== WHAT IS REQUIRED ==
Render every line of the records below as a Markdown table with the columns "Number" and "Text", assigning each line its row number and omitting blank lines. Exclude the pictures from the table.

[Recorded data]

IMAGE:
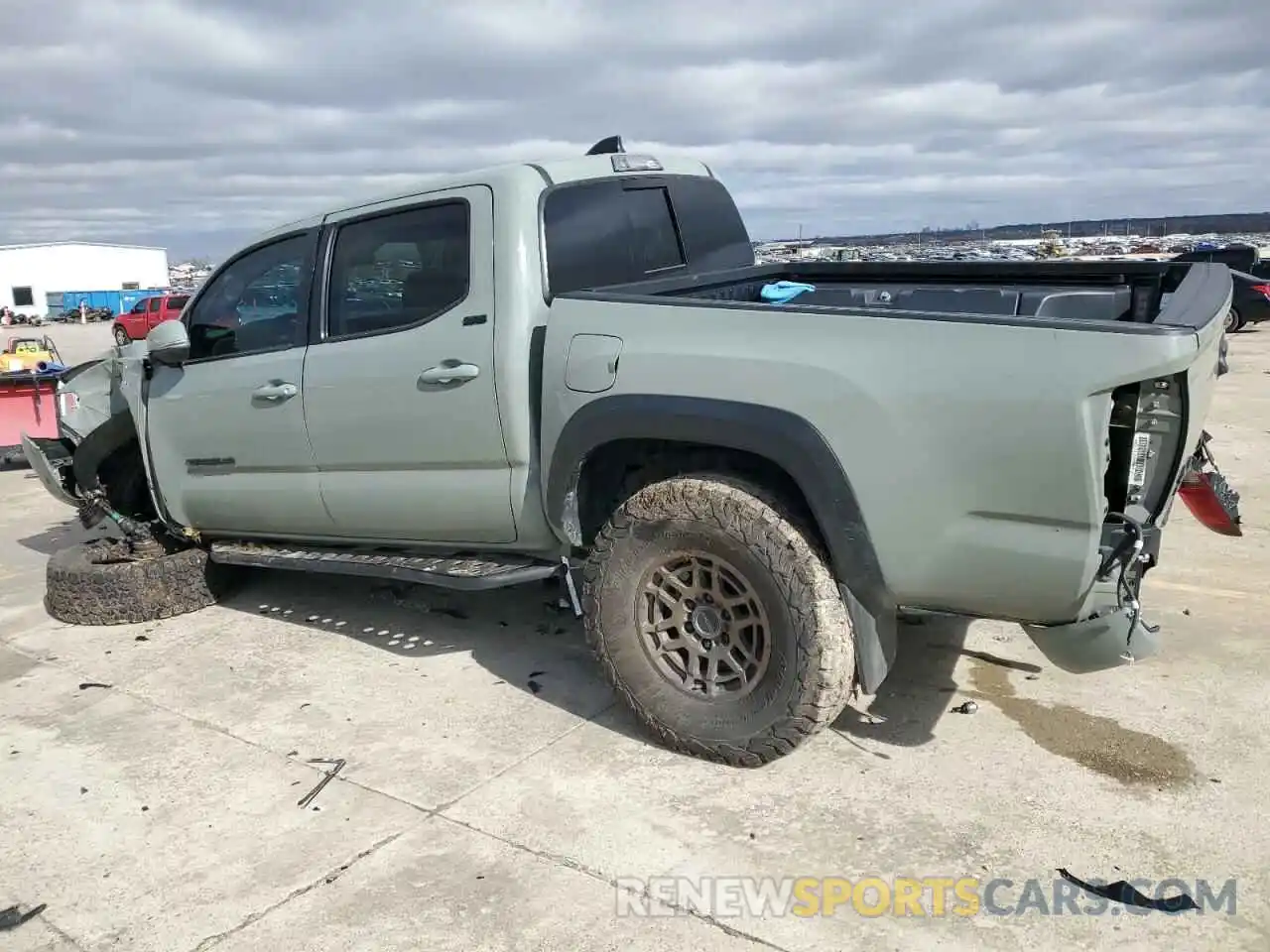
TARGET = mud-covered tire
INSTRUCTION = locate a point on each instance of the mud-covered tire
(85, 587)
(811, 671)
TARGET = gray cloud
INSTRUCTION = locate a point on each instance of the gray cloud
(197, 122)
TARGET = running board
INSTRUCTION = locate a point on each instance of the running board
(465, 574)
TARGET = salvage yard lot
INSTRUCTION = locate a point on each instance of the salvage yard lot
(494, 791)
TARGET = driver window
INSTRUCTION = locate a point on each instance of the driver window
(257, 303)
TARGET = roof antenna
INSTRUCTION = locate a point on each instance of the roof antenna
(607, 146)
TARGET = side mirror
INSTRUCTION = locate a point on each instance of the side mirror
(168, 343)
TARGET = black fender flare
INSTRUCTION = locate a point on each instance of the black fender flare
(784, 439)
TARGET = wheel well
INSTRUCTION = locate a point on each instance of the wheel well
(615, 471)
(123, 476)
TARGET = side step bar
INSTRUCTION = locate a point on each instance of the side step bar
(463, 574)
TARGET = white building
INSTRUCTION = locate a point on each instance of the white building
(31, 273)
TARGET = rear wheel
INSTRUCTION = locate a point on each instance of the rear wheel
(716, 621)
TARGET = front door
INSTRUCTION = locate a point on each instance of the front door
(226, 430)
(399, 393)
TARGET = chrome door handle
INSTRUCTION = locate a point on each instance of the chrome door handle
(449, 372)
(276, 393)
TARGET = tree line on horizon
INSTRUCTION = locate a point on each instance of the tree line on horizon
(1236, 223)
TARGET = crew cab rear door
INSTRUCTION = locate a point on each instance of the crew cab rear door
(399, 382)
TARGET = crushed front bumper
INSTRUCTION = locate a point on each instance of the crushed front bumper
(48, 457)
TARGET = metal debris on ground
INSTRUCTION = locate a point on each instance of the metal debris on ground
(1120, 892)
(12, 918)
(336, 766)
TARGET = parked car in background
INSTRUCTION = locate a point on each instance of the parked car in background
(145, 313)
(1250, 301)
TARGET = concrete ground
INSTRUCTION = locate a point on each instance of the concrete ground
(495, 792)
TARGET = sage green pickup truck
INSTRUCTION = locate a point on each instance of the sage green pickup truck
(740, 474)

== EXERCISE ANSWER ==
| Number | Text |
|---|---|
| 1 | IMAGE: |
| 2 | TARGET = mud-covered tire |
| 3 | INSTRUCTION = locate a point on each instance of the mud-covered tire |
| 4 | (85, 587) |
| 5 | (811, 671) |
| 6 | TARGET = gray cloud |
| 7 | INSTRUCTION = locate a point on each instance of the gray cloud |
| 8 | (197, 122) |
| 9 | TARGET = running board |
| 10 | INSTRUCTION = locate a point on each instance of the running board |
| 11 | (465, 574) |
| 12 | TARGET = salvage yard lot |
| 13 | INSTRUCTION = locate a point on each instance of the salvage yard lot |
| 14 | (494, 791) |
| 15 | TARGET = driver window |
| 16 | INSTRUCTION = locate a point on each instance of the driver window |
| 17 | (257, 303) |
| 18 | TARGET = roof antenna |
| 19 | INSTRUCTION = locate a point on each instance of the roof antenna |
| 20 | (607, 146) |
| 21 | TARGET = side mirror |
| 22 | INSTRUCTION = locate a point on each instance of the side mirror |
| 23 | (168, 343) |
| 24 | TARGET = black fender flare |
| 25 | INSTRUCTION = locate a point on each instance of the black fender flare |
| 26 | (784, 439) |
| 27 | TARGET = wheel well |
| 28 | INSTRUCTION = locate a point on each instance of the wheel well |
| 29 | (615, 471) |
| 30 | (123, 476) |
| 31 | TARGET = side step bar |
| 32 | INSTRUCTION = locate a point on each instance of the side step bar |
| 33 | (463, 574) |
| 34 | TARGET = white building |
| 35 | INSTRUCTION = locate a point on each instance of the white building |
| 36 | (31, 273) |
| 37 | TARGET = rear wheel |
| 38 | INSTRUCTION = locate a point on each instance of the rear wheel |
| 39 | (716, 621) |
| 40 | TARGET = front door |
| 41 | INSTRUCTION = locate a point on each instance of the front door |
| 42 | (226, 430) |
| 43 | (399, 393) |
| 44 | TARGET = chrome door handle |
| 45 | INSTRUCTION = locate a point on each instance of the chrome door handle |
| 46 | (449, 372) |
| 47 | (276, 393) |
| 48 | TARGET = tree line on horizon |
| 49 | INSTRUCTION = locate a point on each instance of the tree line on horizon |
| 50 | (1236, 223) |
| 51 | TARGET = crew cab rear door |
| 52 | INSTRUCTION = locate a point on each instance of the crew cab rear door |
| 53 | (399, 382) |
| 54 | TARGET = crushed front bumper |
| 55 | INSTRUCTION = locate a point on each instance of the crushed front bumper |
| 56 | (48, 457) |
| 57 | TARGET = metal debris on ground |
| 58 | INSTRUCTION = locate a point on each instance of the metal debris on ground |
| 59 | (1120, 892) |
| 60 | (12, 918) |
| 61 | (336, 766) |
| 62 | TARGET = parked car in background |
| 63 | INSTRUCTION = locate a point on each instance of the parked car in background |
| 64 | (145, 313) |
| 65 | (1250, 301) |
| 66 | TARGET = concrete ground |
| 67 | INSTRUCTION = locate a point on each instance of the concrete ground |
| 68 | (495, 792) |
| 69 | TARGET = sage green pickup truck |
| 70 | INSTRUCTION = locate a point on each instance of the sage green pickup truck |
| 71 | (740, 474) |